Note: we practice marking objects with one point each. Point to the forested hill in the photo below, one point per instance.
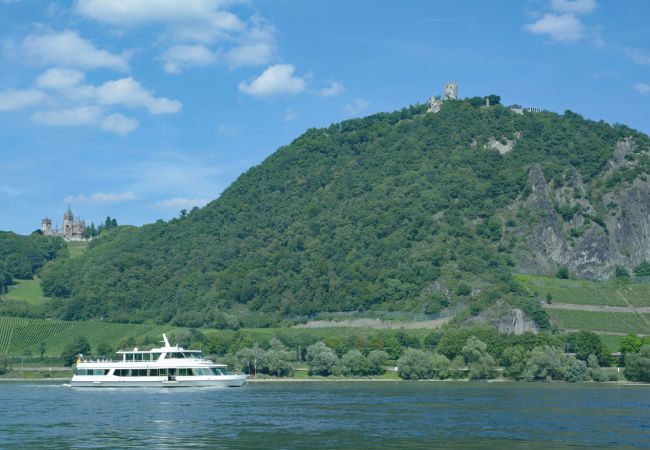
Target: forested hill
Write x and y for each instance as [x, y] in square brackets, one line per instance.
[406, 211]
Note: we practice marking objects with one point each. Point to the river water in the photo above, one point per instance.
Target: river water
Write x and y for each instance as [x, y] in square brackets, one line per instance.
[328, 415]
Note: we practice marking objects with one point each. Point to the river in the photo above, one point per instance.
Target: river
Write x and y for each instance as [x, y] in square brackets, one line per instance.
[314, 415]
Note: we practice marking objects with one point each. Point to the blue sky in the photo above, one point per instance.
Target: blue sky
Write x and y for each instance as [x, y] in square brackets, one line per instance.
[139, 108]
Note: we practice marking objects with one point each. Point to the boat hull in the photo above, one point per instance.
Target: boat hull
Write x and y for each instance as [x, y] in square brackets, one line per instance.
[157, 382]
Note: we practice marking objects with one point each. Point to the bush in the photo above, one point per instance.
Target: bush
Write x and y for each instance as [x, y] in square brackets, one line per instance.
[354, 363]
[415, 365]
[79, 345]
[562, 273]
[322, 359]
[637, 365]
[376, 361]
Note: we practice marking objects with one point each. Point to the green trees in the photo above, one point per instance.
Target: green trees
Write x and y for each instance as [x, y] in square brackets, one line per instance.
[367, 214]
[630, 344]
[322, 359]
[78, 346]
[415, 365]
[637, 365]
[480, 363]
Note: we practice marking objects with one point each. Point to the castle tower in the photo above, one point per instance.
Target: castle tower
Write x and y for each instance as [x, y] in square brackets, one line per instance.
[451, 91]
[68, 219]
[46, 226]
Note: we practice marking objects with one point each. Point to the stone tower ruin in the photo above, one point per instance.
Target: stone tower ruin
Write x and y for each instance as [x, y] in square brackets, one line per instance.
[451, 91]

--------------------

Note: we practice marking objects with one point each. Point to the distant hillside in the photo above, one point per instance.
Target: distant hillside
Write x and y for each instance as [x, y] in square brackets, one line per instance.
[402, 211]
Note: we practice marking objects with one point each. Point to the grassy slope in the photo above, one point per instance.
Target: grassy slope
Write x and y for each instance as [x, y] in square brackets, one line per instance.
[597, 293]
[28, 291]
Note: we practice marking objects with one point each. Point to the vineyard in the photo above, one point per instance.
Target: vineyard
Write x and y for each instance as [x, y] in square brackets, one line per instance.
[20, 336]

--------------------

→ The request:
Show every line of the rows above that contains the string "Point", matching case exactly.

→ Final answer:
Note: we practice marking objects with one point each. Point to the forested hill in the photo below, one point per instance.
Note: we practice marking objects with one point each. Point to the river water in the photo above, one point per instance.
Note: we practice marking objects with one point each. Point to the river in the photo above, one point per instance.
Note: we practice marking objects with one point each. Point to the blue sky in the photo above, one point per instance.
Note: we practice marking objects with one point each. Point to the boat hull in the photo above, one point per instance.
Note: we practice marking objects with one point each. Point to the bush in the photo above, one point per instance.
Note: we practice marking objects with one point each. Point to the green trees in the photo above, one point per instance.
Note: we practice marking objects with one point each. Point to the castle tower in the photo above, one point per instance.
Note: we practice marking objects with one point each. Point to the stone tower ruin in the photo above, one point per instance.
Note: we practice marking objects with one point each. Point to the distant hillside in the photo above, one point per instance.
Note: we practice marking objects with one point each. Point to the grassy slope in the photo above, one point per instance.
Note: we practice marking objects with one point each. Point to the vineyard in the photo above, one point per instance.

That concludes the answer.